## What is required
Write out every line of the material below, keeping the requests as they are, and shift each answer coordinate by adding 145 to both numbers in every pair.

---

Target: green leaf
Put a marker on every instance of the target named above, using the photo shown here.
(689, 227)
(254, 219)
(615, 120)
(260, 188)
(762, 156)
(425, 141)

---

## Result of the exercise
Target: green leaf
Put a marker on every instance of the target named above, using the photo shown here.
(834, 372)
(399, 364)
(760, 265)
(405, 333)
(907, 301)
(570, 286)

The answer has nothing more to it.